→ Task to complete
All lines from the one with "Looking at this interface screenshot, point out the palm" to the end of the data: return those exactly, and only those.

→ Material provided

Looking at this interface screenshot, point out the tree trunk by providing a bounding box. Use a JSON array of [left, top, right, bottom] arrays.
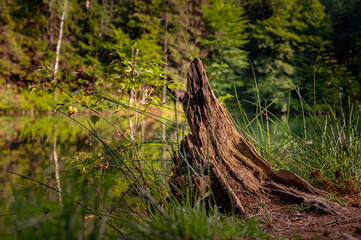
[[162, 12, 169, 105], [52, 128, 62, 203], [53, 9, 66, 80], [169, 58, 338, 216]]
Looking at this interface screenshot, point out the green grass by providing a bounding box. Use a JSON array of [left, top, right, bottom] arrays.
[[230, 82, 361, 192], [123, 204, 271, 240]]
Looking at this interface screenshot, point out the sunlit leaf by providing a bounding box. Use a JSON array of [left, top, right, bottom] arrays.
[[95, 78, 103, 86], [82, 70, 92, 76], [114, 66, 121, 72], [218, 94, 233, 103], [168, 83, 179, 90]]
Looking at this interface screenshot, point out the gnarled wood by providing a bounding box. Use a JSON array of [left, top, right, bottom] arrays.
[[169, 57, 337, 215]]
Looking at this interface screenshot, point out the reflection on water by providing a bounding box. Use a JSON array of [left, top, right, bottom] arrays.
[[0, 108, 323, 204], [0, 114, 90, 200], [0, 109, 179, 204]]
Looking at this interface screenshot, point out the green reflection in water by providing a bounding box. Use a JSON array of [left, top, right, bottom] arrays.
[[0, 109, 180, 238]]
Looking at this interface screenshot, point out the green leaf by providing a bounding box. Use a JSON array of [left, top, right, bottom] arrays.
[[82, 70, 92, 76], [90, 115, 100, 125], [114, 66, 121, 72], [95, 78, 103, 87], [168, 83, 179, 90], [218, 94, 233, 103]]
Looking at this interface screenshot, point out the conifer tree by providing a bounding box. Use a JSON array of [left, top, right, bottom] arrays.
[[201, 0, 249, 96], [243, 0, 331, 111]]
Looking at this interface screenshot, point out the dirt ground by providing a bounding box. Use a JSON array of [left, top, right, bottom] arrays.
[[260, 200, 361, 239]]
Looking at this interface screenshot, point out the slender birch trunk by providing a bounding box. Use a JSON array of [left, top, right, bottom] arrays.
[[128, 89, 135, 140], [53, 9, 66, 80], [162, 8, 169, 104]]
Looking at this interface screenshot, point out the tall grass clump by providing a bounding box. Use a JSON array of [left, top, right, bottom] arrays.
[[230, 75, 361, 197], [123, 204, 270, 240]]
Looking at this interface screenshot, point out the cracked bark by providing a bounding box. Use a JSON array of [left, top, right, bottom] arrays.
[[169, 58, 337, 216]]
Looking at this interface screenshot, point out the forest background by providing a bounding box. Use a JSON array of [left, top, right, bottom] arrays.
[[1, 0, 361, 113]]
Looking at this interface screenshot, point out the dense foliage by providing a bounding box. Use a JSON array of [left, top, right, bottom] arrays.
[[1, 0, 360, 112]]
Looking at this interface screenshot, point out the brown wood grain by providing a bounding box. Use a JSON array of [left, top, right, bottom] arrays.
[[169, 57, 337, 216]]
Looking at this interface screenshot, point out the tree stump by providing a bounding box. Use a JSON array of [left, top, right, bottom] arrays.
[[169, 58, 337, 216]]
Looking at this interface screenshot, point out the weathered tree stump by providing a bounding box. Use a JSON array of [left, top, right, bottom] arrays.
[[169, 58, 337, 216]]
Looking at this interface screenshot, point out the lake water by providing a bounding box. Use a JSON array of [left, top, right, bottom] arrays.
[[0, 109, 309, 196], [0, 107, 324, 215], [0, 110, 181, 210]]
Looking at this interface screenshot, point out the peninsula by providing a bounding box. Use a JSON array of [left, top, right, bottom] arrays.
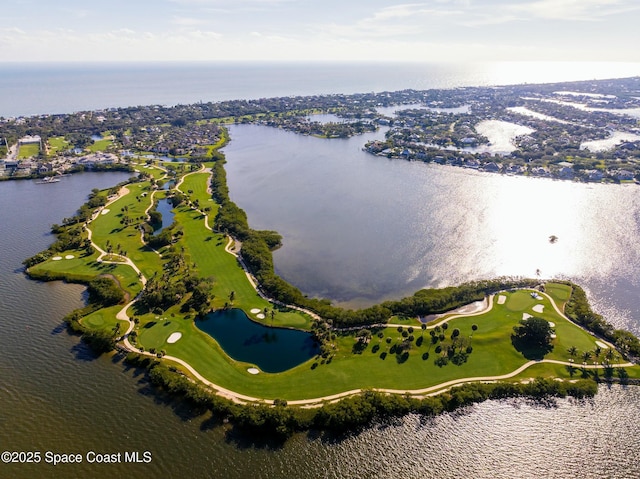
[[23, 142, 640, 436], [18, 77, 640, 436]]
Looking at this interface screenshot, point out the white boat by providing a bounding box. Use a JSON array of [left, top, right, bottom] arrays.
[[36, 176, 61, 184]]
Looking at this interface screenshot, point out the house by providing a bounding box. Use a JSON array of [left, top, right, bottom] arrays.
[[483, 162, 500, 172], [557, 166, 575, 179], [616, 170, 635, 181], [586, 170, 603, 182]]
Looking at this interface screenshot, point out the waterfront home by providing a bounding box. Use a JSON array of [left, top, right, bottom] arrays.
[[587, 170, 604, 182]]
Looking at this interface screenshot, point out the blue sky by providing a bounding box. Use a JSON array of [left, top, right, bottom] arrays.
[[2, 0, 639, 62]]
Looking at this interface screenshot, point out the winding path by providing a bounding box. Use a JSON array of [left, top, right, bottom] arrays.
[[83, 173, 631, 406]]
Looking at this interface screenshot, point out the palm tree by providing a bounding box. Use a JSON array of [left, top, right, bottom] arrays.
[[594, 346, 602, 361], [567, 346, 578, 357], [582, 351, 592, 363]]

→ Problem solution
Looking at this interface screenshot, point out the palm tree by providing a bounding box. Use a JSON array of [left, top, right, bottom] arrays.
[[594, 346, 602, 361], [567, 346, 578, 357], [582, 351, 592, 363]]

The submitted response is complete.